[Records from a point labeling set]
○ ○ ○ ○ ○ ○ ○
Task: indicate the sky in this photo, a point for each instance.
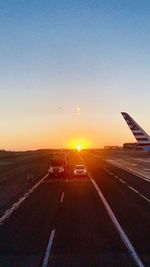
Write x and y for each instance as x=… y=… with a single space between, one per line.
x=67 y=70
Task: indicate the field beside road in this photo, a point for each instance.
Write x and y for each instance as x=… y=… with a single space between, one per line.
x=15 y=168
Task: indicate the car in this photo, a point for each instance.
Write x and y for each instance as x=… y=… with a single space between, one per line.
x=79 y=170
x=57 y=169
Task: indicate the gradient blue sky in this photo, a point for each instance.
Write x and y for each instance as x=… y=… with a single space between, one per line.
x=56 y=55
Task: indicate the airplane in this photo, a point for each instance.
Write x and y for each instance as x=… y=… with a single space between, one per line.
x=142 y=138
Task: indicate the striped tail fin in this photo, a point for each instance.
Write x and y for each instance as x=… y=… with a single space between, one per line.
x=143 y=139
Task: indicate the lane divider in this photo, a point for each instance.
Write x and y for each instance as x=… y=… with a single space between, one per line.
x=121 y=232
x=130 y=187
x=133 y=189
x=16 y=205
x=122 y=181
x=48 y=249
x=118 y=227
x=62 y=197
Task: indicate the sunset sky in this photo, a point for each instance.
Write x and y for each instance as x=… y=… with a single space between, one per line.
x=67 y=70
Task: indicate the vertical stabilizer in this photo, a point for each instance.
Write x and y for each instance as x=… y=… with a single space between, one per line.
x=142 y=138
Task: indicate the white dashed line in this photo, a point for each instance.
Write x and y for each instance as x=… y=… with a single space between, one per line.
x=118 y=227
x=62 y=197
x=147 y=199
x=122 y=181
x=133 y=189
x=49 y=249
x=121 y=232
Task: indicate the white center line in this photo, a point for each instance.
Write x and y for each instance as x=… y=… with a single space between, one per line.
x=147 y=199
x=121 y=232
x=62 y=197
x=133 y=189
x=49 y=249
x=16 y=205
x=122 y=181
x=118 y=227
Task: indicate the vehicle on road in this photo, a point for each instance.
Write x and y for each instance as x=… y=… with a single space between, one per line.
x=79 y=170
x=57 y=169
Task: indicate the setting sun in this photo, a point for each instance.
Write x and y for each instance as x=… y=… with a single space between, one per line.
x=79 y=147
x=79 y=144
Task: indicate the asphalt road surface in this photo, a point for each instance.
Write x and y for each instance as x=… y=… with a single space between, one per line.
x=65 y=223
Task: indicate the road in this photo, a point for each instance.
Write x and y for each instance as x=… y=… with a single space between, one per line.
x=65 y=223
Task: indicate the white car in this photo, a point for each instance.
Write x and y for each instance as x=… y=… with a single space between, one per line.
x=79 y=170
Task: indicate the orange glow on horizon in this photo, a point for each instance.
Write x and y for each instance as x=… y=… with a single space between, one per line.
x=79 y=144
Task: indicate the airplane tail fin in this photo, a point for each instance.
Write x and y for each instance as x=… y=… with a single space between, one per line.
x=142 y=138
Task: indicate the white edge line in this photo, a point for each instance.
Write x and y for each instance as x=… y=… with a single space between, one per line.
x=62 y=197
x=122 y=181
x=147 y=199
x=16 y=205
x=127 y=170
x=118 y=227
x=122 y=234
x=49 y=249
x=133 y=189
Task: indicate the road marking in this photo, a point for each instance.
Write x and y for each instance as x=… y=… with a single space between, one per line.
○ ○ ○ ○ ○ ○ ○
**Given task:** Starting at the line that contains "Task: indicate the white dashed" and ending at the last line of the records, write out those lines again with the requests included. Offset every coordinate in the answers by -58.

**The result:**
Task: indicate the white dashed line in this photo, a point for each instance.
Write x and y for each instance as x=… y=… with a single space between, one per line.
x=60 y=169
x=4 y=139
x=89 y=141
x=64 y=123
x=75 y=131
x=-9 y=191
x=63 y=174
Task: indicate the white center line in this photo, a point for each instance.
Write x and y for each instance as x=… y=… with a single space between, one per line.
x=89 y=141
x=63 y=174
x=4 y=139
x=75 y=131
x=-9 y=191
x=-42 y=147
x=64 y=123
x=60 y=169
Task: indicate the vehicle on road in this photo, a point for each instance.
Write x and y for each instance as x=… y=… with a single space between, one per line.
x=21 y=112
x=-1 y=111
Task: indicate the setting sun in this photo, a point for each instance.
Write x and y for each instance as x=… y=… with a single space between, one per line.
x=21 y=89
x=21 y=86
Task: indicate the asphalt road surface in this photo, a point for each instance.
Write x and y for each instance as x=… y=… with a single space between, one per line.
x=7 y=165
Task: indicate the road in this photo, a point for each instance.
Write x and y for each instance as x=… y=… with a single space between, one per line.
x=7 y=165
Task: indicate the white car in this photo, a point for each instance.
Write x and y for each instance as x=… y=… with a single space between, one per line.
x=21 y=112
Task: indicate the orange glow on horizon in this photo, a point for each instance.
Write x and y for each instance as x=… y=… with a single space between, one per line.
x=21 y=86
Task: indicate the airplane tail fin in this photo, a point for each instance.
Write x and y for each instance as x=… y=… with a single space between, one per line.
x=84 y=80
Task: indicate the white edge line in this photo, a point for each instance.
Write x and y for each instance as x=… y=… with a single space between, one per line.
x=4 y=139
x=64 y=123
x=89 y=141
x=-42 y=147
x=69 y=112
x=60 y=169
x=64 y=176
x=-9 y=191
x=75 y=131
Task: indicate the road marking in this photo, a point for each instance.
Write x and y for each instance as x=… y=… with a single space between, one per line.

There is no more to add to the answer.